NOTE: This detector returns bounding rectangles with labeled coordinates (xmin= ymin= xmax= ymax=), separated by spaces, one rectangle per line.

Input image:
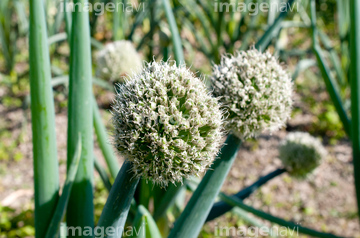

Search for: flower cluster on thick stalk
xmin=112 ymin=62 xmax=223 ymax=186
xmin=96 ymin=40 xmax=142 ymax=83
xmin=279 ymin=132 xmax=327 ymax=179
xmin=211 ymin=49 xmax=292 ymax=140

| What is being asked |
Count the lines in the data above that contain the string "ymin". Reply with the number only.

| Solution for this problem |
5